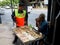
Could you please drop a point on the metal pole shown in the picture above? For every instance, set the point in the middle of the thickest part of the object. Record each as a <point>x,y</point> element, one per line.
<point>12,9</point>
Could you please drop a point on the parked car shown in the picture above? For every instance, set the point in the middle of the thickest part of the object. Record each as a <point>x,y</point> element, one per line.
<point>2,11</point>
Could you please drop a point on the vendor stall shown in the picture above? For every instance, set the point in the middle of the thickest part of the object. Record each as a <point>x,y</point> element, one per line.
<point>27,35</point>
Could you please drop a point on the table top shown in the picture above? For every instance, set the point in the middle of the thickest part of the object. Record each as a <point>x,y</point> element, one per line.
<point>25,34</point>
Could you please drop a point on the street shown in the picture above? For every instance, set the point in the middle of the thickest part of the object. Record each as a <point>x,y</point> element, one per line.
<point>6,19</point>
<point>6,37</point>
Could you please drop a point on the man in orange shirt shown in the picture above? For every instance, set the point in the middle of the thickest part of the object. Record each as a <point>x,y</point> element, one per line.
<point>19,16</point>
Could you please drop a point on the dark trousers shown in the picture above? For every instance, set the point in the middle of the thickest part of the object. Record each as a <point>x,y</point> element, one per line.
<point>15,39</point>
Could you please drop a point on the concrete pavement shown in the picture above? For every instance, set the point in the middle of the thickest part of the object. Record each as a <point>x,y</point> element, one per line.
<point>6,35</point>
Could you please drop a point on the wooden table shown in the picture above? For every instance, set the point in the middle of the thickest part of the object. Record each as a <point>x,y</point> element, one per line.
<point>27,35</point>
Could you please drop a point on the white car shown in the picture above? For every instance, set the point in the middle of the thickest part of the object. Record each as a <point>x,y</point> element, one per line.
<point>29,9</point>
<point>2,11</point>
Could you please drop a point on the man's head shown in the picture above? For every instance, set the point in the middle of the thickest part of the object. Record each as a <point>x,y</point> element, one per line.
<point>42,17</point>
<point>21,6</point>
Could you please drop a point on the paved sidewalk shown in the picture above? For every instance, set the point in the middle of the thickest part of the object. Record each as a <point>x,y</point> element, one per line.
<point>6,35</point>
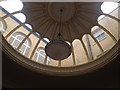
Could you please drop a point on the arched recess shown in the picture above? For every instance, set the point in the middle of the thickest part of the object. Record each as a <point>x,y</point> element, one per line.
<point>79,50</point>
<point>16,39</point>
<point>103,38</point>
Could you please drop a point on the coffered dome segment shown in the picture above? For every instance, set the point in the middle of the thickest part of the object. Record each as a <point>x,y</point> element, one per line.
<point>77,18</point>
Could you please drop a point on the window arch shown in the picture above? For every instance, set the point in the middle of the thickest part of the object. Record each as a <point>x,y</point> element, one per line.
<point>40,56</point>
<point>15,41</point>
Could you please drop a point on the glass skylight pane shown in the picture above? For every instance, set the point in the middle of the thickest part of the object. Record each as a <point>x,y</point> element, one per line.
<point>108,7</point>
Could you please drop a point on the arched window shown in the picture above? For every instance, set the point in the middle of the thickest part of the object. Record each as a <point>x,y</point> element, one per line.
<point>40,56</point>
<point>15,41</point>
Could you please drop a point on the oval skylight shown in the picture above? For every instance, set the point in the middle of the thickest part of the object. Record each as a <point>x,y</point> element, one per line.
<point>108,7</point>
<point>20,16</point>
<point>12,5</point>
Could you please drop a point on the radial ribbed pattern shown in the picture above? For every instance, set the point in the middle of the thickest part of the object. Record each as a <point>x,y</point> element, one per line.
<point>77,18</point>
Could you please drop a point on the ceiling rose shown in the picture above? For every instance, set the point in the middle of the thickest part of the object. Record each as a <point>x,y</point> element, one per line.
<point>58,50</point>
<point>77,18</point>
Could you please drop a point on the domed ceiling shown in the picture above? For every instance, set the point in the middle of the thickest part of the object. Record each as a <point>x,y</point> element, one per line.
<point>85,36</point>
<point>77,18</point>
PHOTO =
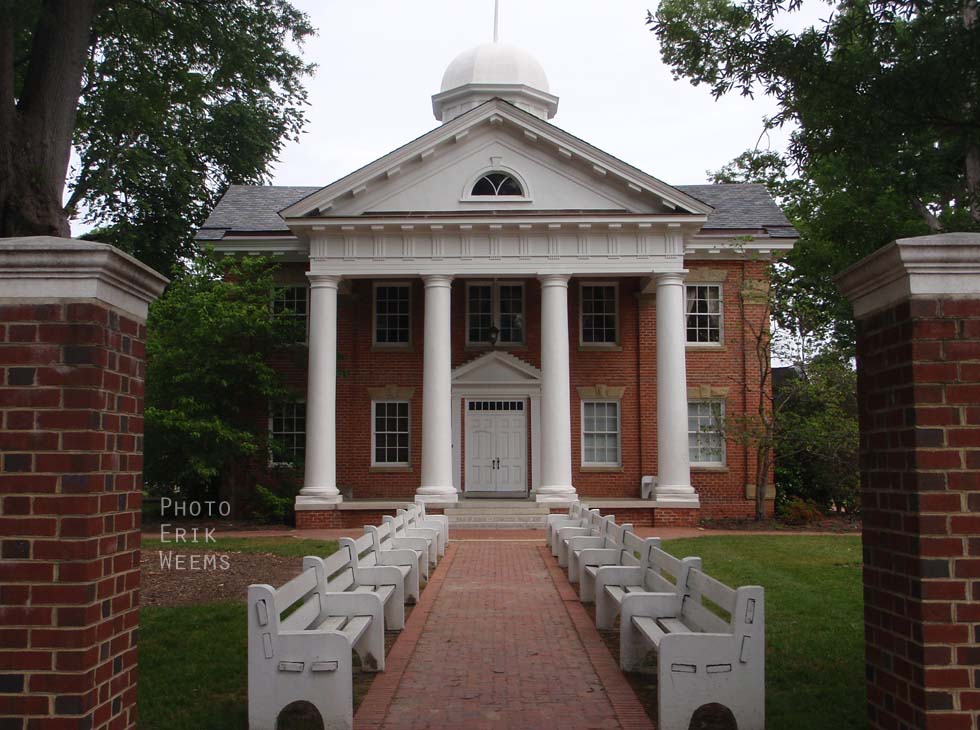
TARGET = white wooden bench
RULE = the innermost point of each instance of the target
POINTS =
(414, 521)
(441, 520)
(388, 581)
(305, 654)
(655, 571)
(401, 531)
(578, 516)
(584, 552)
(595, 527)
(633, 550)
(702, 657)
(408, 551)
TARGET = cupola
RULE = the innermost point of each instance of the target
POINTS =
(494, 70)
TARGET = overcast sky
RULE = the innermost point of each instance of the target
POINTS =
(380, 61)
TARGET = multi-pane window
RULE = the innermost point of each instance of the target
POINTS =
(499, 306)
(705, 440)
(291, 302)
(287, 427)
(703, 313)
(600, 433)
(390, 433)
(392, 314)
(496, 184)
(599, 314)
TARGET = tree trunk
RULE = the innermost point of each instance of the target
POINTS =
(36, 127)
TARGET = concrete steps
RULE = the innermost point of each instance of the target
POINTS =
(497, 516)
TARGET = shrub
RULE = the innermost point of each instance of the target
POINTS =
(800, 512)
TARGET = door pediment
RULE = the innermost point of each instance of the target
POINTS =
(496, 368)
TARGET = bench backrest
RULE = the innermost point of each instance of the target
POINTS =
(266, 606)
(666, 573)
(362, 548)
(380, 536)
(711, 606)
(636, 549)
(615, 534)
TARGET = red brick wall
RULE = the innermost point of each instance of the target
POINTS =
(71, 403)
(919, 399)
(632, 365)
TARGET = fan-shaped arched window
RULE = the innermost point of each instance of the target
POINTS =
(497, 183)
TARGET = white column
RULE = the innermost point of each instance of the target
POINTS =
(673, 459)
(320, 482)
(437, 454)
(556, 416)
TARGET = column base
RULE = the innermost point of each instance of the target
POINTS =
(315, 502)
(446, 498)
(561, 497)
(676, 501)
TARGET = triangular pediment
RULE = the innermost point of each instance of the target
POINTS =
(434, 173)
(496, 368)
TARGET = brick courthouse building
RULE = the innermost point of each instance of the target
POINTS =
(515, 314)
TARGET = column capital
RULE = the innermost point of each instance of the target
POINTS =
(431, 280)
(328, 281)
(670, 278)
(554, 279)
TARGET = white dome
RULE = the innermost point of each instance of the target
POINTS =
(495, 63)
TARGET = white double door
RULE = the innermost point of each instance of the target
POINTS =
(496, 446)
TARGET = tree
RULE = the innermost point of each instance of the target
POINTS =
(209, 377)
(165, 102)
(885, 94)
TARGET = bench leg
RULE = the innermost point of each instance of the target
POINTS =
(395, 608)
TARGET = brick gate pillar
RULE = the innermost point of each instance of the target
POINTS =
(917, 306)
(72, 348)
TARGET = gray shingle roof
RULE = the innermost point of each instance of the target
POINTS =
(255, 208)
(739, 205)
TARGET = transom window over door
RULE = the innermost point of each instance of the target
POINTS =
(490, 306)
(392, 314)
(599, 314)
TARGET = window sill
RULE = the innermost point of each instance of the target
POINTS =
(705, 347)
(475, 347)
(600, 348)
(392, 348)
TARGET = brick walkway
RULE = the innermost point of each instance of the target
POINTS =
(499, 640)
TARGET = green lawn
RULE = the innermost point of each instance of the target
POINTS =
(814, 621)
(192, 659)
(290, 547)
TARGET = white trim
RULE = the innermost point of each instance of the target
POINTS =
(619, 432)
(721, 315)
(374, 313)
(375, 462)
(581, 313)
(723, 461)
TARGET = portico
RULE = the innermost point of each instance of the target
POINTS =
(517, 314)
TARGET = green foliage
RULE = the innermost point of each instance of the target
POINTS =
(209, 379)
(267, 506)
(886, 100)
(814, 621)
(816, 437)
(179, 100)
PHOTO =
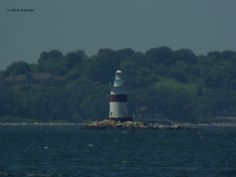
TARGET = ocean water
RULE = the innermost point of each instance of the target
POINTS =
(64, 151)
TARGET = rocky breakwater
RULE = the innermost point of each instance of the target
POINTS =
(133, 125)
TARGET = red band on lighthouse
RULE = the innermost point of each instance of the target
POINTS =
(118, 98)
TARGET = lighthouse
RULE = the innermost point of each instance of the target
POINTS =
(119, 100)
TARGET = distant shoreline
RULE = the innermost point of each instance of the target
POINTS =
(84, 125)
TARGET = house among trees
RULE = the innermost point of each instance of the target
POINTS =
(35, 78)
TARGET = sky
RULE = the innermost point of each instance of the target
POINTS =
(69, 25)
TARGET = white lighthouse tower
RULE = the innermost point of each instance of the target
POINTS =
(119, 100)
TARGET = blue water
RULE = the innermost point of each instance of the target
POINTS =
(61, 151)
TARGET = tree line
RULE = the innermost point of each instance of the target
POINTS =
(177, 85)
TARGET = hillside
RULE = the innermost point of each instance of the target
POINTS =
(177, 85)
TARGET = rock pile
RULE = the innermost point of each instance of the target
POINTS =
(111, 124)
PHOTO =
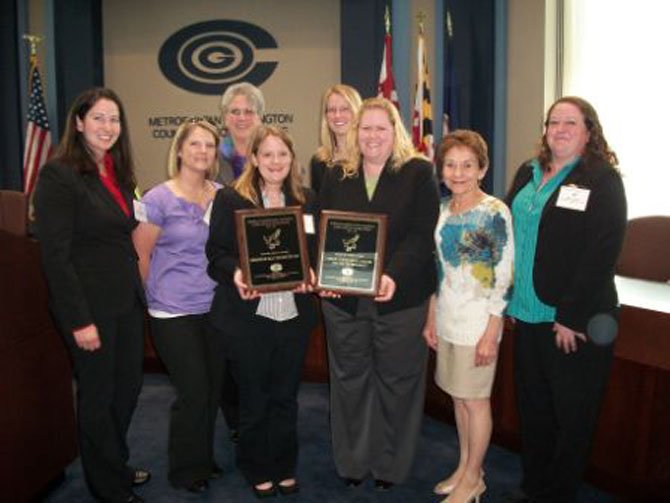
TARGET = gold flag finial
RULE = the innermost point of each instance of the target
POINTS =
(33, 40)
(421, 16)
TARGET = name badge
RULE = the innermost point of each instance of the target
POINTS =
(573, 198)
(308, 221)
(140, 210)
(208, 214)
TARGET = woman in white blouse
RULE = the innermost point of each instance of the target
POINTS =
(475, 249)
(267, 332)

### EXERCISE REQUIREMENTS
Take every line from the listing above that includes the word "pediment" and copy it.

### EXPECTED OUTPUT
TARGET = door pediment
TARGET = triangular pediment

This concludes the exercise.